* Document excerpt
PROJECT SUMMARY
Over the past decade, synthetic cannabinoids that intend to mimic the effects of cannabis use have emerged
as an important group of New psychoactive substances (NPSs) sold as “legal high” products under brand
names such as “Spice”, “Black Mamba”, and “Annihilation”. These compounds are more potent and dangerous
agonists than those found in cannabis and they have caused a variety of adverse health effects, including
psychoses, hospitalizations, and deaths. In response, the DEA has placed 43 synthetic cannabinoids under
Schedule I classification; however, new synthetic cannabinoid ingredients are regularly created and released to
both evade legal restrictions and provide a product that avoids detection by routine drug screening tests.

* Given data
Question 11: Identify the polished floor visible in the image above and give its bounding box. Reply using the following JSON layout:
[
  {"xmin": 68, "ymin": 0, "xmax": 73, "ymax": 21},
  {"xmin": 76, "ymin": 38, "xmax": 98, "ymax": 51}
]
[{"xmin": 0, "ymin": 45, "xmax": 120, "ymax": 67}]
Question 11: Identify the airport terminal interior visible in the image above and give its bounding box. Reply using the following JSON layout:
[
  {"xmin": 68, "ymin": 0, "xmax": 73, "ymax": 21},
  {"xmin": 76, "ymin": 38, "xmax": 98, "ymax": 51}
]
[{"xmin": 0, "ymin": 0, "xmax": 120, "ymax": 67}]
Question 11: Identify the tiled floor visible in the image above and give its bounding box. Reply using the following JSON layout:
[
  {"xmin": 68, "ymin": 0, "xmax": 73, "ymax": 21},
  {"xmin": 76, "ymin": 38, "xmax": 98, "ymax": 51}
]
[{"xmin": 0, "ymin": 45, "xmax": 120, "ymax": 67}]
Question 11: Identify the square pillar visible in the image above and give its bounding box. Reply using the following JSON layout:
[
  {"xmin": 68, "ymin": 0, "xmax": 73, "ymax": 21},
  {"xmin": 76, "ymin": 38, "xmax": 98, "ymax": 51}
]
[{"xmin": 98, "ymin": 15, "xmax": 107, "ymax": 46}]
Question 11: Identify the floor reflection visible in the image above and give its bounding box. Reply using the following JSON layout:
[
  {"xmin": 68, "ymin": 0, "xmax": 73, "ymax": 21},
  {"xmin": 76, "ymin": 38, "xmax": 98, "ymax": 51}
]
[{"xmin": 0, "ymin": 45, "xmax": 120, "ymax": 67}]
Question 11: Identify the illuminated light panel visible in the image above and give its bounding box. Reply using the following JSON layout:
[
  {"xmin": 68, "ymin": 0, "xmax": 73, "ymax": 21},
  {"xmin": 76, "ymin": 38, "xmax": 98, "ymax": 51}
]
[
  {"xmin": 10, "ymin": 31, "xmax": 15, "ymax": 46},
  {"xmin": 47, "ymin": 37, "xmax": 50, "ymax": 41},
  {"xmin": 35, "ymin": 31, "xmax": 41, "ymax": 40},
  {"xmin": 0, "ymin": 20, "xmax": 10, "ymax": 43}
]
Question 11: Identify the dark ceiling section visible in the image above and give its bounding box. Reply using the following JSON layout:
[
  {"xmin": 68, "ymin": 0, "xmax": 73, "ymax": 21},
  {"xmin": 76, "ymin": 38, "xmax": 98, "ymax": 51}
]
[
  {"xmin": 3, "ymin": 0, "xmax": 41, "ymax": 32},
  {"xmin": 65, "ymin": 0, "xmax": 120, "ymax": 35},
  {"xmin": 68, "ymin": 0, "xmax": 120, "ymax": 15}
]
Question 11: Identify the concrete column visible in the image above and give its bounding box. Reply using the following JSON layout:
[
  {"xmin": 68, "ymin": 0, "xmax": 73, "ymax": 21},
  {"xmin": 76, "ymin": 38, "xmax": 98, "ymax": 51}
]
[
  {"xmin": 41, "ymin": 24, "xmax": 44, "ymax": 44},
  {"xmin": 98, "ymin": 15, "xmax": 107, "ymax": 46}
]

* Task details
Reproduce the complete project summary on synthetic cannabinoids word for word.

* Written solution
PROJECT SUMMARY
Over the past decade, synthetic cannabinoids that intend to mimic the effects of cannabis use have emerged
as an important group of New psychoactive substances (NPSs) sold as “legal high” products under brand
names such as “Spice”, “Black Mamba”, and “Annihilation”. These compounds are more potent and dangerous
agonists than those found in cannabis and they have caused a variety of adverse health effects, including
psychoses, hospitalizations, and deaths. In response, the DEA has placed 43 synthetic cannabinoids under
Schedule I classification; however, new synthetic cannabinoid ingredients are regularly created and released to
both evade legal restrictions and provide a product that avoids detection by routine drug screening tests.